(WRITTEN EXERCISE)
In full and without alteration, give the listing again.

(STORED ROWS)
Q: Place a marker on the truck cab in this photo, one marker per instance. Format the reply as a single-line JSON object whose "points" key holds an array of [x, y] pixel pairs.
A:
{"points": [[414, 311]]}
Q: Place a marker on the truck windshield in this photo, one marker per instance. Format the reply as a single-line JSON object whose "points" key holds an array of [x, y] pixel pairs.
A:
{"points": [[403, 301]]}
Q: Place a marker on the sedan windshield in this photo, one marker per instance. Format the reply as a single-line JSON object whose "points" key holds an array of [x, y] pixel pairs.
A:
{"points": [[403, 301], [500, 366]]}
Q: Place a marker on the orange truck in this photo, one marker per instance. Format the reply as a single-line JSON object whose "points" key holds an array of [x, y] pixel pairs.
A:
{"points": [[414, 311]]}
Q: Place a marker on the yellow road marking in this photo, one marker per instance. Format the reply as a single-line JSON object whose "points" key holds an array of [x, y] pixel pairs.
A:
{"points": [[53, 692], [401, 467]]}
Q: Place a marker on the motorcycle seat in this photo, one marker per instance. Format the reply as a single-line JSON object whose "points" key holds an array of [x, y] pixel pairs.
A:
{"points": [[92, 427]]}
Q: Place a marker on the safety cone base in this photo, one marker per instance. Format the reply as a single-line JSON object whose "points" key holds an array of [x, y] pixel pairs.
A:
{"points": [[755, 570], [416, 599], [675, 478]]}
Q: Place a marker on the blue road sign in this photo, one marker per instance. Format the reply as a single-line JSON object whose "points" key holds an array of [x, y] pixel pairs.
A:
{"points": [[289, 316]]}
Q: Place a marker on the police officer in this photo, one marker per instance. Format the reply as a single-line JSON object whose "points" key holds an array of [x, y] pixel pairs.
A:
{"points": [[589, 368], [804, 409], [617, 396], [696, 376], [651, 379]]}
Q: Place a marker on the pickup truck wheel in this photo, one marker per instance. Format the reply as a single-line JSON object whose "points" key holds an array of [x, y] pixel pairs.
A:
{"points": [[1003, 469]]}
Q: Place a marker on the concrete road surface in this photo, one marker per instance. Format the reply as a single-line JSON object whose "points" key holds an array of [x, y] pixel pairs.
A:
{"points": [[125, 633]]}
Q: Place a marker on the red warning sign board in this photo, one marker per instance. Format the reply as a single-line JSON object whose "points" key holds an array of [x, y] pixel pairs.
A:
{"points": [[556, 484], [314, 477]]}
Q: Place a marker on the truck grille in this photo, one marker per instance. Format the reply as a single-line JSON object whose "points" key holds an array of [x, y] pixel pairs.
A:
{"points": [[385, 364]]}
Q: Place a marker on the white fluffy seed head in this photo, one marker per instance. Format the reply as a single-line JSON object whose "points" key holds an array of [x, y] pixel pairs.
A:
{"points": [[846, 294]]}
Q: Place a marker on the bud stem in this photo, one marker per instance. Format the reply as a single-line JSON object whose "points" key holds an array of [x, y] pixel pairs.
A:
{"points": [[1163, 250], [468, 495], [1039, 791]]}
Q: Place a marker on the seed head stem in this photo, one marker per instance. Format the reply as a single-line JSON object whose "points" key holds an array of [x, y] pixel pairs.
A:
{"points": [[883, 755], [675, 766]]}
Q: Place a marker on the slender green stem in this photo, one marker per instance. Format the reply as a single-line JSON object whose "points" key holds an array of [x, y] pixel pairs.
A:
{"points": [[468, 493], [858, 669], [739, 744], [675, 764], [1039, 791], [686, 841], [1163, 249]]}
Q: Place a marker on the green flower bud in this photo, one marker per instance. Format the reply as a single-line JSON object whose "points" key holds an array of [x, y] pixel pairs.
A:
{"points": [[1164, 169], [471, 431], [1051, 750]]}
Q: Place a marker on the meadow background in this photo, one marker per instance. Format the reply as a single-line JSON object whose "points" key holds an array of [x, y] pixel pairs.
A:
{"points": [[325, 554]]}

(OUTPUT OF THE EXERCISE)
Q: Place a marker on the truck cab in this photo, one marker per instance. Format the reply as a single-line JSON object whose "points" key holds an array of [x, y] pixel pairs.
A:
{"points": [[414, 311]]}
Q: Place a marker on the truck windshield in this photo, one marker per instance. Format the reply as a single-line JSON object whose "points" key holds an array of [x, y] pixel pairs.
A:
{"points": [[403, 301]]}
Q: Place a marker on the sedan windshield in this photo, one marker per instance. Format the reply as a single-line JSON object whose "points" key holds an array of [x, y] pixel pairs.
A:
{"points": [[403, 301], [500, 366]]}
Q: Place a marker on the orange truck in this photo, one marker per instance. Format the reply as a single-line JSON object whose "points" key holds an array of [x, y] pixel pairs.
A:
{"points": [[414, 311]]}
Q: Place a marker on the yellow road marking in this photo, one marker per instance. Format the reply as a single-line JSON object whose "points" key holds an array of [x, y] pixel pairs.
A:
{"points": [[53, 692], [401, 467]]}
Q: Place a marker on the motorcycle seat in this photo, one marker per instance. Format the reply as a single-line JSON object whose "points" key holds an array of [x, y] pixel pairs.
A:
{"points": [[92, 427]]}
Q: Place a marker on the safety cone base in this photo, one marker per instance. Format the reply as a single-line JSON object whose "points" key holds an array of [x, y] pixel pairs.
A:
{"points": [[755, 570], [416, 599], [675, 478]]}
Q: Place a marker on the blue road sign in this photo, one marker per instance. Format the reply as a single-line JSON object whose "points" key holds an array of [x, y] pixel pairs.
A:
{"points": [[289, 316]]}
Q: Place a marker on the police officer in this photo, one marker per instance. Format the reply as a single-line JSON object whose "points" key holds an array of [x, y] pixel pairs.
A:
{"points": [[589, 368], [804, 409], [617, 396], [696, 376], [651, 379]]}
Q: Place a marker on the pickup truck wheel in this photo, one marker per instance. Format the reply as a single-line JSON object whose "points" key holds an array of [x, y] pixel pairs.
A:
{"points": [[1003, 469]]}
Q: Place a marker on the concrete road surface in this photo, one marker per instance. Format the reply as a single-line JSON object whose "points" key holds an array of [x, y] pixel pairs.
A:
{"points": [[125, 633]]}
Q: Place a marker on the red warning sign board in this photo, one marker per instance. Format the reply as a single-line JSON object whose "points" key holds an array of [x, y] pixel pairs.
A:
{"points": [[556, 484], [314, 477]]}
Q: Place a marker on the truck grille in this photo, one marker per instance. Format the reply as a single-line JSON object whose "points" key holds an array of [x, y] pixel pairs.
A:
{"points": [[385, 364]]}
Q: Place a marker on the white fluffy seed head in this photo, one marker per instance. Format the reply as a single-line JSON object whose "points" key holds an array of [x, y] pixel pairs.
A:
{"points": [[846, 294]]}
Q: Place a marker on the bud stem in this photo, one marker per instance. Format the reply as a single-line JSON object whose "points" key holds an array of [x, y] pixel pairs.
A:
{"points": [[1163, 250], [468, 495], [1039, 791]]}
Q: Place a marker on the seed head stem in this photo, one marker per instance. Format the reply as a single-line JSON object whose "points" key holds an array of [x, y] pixel pairs.
A:
{"points": [[883, 755], [675, 766]]}
Q: Place a marker on the slender green stem in this photo, one marker per instance. Format the reply as a single-line JSON object whose "points" key holds an array of [x, y] pixel pairs.
A:
{"points": [[468, 493], [858, 669], [739, 744], [675, 764], [1039, 791], [686, 841], [1163, 249]]}
Q: Place a marker on the green flower bud in this photo, one marker per instance. Format the reply as a single-line JSON object whose "points" key holds an array of [x, y] pixel pairs.
A:
{"points": [[1164, 169], [471, 431], [1051, 750]]}
Q: Place a marker on the meadow background in this photo, one marker per instance. Format the reply as a single-line JSON object whose "points" key holds an array of [x, y] pixel pairs.
A:
{"points": [[325, 554]]}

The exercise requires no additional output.